Chipped beef was popular throughout the 1930s in the United States. After rehydrating the beef in boiling water, cooks served it creamed, in scrambled eggs, or as part of a sauce similar to the American Welsh rarebit sauce. Creamed chipped beef, served over toast, split biscuits, or waffles was considered a masculine, hearty meal. A more unusual application was put forward by the cooking radio show host John MacPherson, who on his show The Mystery Chef aimed to produce affordable, gourmet meals. To produce such a meal with chipped beef, MacPherson combined it with pineapple, which by this time remained a popular ingredient.

Another dish eaten in the 1930s using chipped beef was known as "Burning Bush", and was made with cream cheese inserted into an eggplant. A contemporary cookbook explained: "Inserted into a polished eggplant to resemble a bush in autumn foliage, these are too attractive not to be noticed." Into the 1940s, Burning Bush was a popular dish served at cocktail parties.

• _Required tasks_
1 > List the foods that creamed chipped beef was served over, according to the passage on chipped beef.
2 > Go on with the passage on chipped beef, picking up after its final sentence.

Point localization data:
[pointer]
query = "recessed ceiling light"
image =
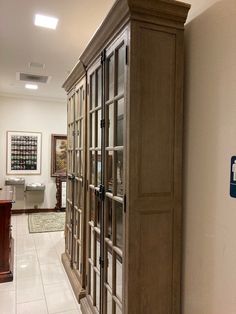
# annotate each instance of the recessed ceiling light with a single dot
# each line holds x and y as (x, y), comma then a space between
(45, 21)
(31, 86)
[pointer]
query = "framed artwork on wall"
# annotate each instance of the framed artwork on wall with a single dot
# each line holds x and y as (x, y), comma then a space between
(24, 152)
(58, 155)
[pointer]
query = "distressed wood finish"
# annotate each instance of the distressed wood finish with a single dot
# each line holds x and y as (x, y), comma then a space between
(153, 33)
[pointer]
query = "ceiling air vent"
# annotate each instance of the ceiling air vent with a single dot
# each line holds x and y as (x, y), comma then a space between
(27, 77)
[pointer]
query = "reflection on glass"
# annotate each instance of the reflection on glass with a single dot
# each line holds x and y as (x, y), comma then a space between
(99, 140)
(92, 168)
(92, 130)
(119, 278)
(92, 205)
(99, 170)
(98, 211)
(92, 91)
(99, 87)
(97, 250)
(110, 64)
(81, 101)
(91, 283)
(109, 303)
(91, 244)
(110, 125)
(109, 163)
(121, 70)
(120, 123)
(81, 134)
(109, 268)
(78, 162)
(97, 291)
(109, 218)
(118, 310)
(119, 224)
(119, 173)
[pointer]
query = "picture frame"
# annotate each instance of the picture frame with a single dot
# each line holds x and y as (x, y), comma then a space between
(24, 151)
(58, 155)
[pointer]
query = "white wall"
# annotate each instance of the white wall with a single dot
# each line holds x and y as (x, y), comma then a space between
(24, 114)
(209, 273)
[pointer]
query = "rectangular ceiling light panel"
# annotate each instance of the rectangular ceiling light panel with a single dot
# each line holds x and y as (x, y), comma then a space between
(45, 21)
(31, 86)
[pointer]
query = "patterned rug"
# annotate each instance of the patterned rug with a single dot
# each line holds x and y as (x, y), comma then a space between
(46, 222)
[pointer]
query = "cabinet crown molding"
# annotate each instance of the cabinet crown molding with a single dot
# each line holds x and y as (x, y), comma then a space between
(163, 12)
(77, 72)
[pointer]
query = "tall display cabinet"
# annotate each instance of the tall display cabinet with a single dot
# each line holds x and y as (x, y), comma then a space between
(123, 237)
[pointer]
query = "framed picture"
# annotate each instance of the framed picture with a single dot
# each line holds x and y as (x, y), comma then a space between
(24, 152)
(58, 155)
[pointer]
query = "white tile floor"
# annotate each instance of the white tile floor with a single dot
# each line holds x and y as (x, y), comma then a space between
(40, 284)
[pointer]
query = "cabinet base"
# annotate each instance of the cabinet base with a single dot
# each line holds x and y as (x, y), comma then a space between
(78, 290)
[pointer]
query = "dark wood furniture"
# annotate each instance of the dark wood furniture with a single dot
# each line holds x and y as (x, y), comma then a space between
(124, 199)
(60, 181)
(6, 240)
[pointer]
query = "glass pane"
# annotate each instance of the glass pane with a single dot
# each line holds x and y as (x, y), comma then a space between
(99, 130)
(121, 70)
(99, 169)
(120, 123)
(92, 205)
(109, 268)
(109, 169)
(110, 125)
(92, 130)
(92, 91)
(108, 233)
(118, 310)
(91, 281)
(92, 168)
(99, 86)
(92, 244)
(110, 64)
(97, 291)
(119, 278)
(97, 250)
(119, 224)
(109, 303)
(81, 102)
(81, 134)
(119, 173)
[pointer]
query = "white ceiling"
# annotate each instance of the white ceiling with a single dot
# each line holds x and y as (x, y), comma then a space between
(21, 42)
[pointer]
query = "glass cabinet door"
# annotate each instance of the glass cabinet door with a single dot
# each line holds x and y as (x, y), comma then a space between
(94, 182)
(78, 215)
(114, 178)
(70, 171)
(105, 197)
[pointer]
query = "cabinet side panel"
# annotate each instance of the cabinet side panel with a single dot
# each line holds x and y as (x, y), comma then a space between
(156, 255)
(156, 128)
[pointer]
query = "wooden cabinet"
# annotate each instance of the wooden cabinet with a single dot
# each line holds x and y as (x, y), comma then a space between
(6, 243)
(132, 167)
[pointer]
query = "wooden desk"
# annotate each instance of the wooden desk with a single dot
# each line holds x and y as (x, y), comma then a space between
(6, 240)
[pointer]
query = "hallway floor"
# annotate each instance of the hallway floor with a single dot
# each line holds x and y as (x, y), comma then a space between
(40, 283)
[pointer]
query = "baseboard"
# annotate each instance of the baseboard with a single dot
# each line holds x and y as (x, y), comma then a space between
(33, 210)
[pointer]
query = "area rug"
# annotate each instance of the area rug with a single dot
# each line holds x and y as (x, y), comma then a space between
(46, 222)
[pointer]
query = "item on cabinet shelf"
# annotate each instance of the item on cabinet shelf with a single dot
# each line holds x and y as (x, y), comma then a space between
(35, 187)
(58, 155)
(6, 243)
(23, 152)
(15, 181)
(124, 209)
(61, 193)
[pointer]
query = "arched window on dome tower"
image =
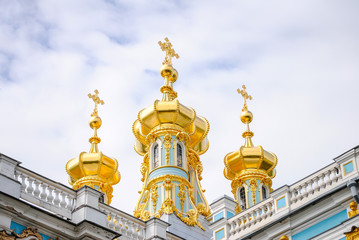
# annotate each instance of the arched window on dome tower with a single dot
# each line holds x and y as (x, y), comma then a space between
(156, 156)
(264, 192)
(179, 155)
(242, 198)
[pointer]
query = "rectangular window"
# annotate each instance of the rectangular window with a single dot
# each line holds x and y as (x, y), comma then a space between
(218, 216)
(281, 203)
(348, 167)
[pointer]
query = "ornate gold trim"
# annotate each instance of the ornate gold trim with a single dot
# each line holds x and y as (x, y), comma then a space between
(353, 234)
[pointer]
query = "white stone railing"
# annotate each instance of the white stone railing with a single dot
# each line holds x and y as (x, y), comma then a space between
(123, 223)
(45, 193)
(315, 185)
(297, 195)
(252, 217)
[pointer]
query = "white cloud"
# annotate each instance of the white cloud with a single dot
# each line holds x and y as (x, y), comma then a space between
(298, 59)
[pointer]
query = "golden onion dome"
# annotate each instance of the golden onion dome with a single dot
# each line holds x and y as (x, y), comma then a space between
(169, 113)
(249, 159)
(93, 168)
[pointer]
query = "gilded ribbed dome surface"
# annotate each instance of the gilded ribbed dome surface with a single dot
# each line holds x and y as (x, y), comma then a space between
(94, 165)
(94, 168)
(163, 114)
(169, 113)
(249, 157)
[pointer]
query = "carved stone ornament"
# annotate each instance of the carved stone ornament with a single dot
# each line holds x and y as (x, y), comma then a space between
(26, 234)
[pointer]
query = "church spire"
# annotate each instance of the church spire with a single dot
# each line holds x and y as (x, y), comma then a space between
(168, 73)
(94, 169)
(251, 168)
(171, 137)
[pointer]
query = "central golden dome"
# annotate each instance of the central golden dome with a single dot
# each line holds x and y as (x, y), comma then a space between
(169, 112)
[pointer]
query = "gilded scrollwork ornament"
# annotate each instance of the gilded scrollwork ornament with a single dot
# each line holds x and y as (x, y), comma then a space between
(182, 195)
(154, 196)
(167, 143)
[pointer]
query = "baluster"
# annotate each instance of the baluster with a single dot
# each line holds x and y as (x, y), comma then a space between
(117, 224)
(339, 173)
(111, 220)
(125, 224)
(245, 221)
(335, 175)
(240, 224)
(259, 214)
(322, 181)
(316, 184)
(140, 234)
(29, 188)
(131, 231)
(37, 189)
(16, 175)
(270, 209)
(122, 224)
(23, 184)
(310, 187)
(305, 192)
(43, 191)
(293, 196)
(49, 196)
(232, 229)
(63, 201)
(300, 192)
(57, 198)
(70, 200)
(329, 180)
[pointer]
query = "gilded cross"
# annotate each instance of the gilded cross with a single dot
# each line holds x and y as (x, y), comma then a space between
(96, 100)
(170, 52)
(245, 96)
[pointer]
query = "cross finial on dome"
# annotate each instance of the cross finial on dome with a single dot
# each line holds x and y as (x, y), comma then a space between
(245, 96)
(96, 100)
(170, 52)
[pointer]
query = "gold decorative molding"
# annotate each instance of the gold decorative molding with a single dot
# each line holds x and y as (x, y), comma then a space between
(353, 234)
(167, 142)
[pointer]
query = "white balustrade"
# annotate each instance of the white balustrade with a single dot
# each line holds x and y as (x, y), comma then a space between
(299, 194)
(314, 185)
(123, 223)
(45, 193)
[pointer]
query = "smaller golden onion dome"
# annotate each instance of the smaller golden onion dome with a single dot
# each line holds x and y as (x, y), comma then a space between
(93, 168)
(249, 159)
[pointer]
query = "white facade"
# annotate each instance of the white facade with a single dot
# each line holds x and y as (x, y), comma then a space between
(315, 207)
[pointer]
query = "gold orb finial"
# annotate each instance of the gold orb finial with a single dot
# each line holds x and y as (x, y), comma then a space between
(167, 71)
(95, 121)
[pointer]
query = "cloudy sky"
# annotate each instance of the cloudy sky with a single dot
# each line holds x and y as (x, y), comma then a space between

• _Results for the exercise_
1 > Toast, split biscuits, waffles

2 >
Creamed chipped beef fell from popularity after World War II, when American troops had grown sick of it, nicknaming it "SOS" ("Shit on a Shingle"). (Note: Shit on a Shingle was also used to refer to a dish of creamed, canned corned beef also served on toast.) Shingle had become a term for slices of toast around 1935 in the US army, becoming most used in the phrase "Shit on a Shingle" during World War II.

By the mid-1990s, chipped beef was difficult to find in US supermarkets.

==See also==

- Biscuits and gravy
- List of dried foods
- List of toast dishes
- Military rations

== Sources ==
- Lovegren, Sylvia (1995). "Fashionable Food: Seven Decades of Food Fads"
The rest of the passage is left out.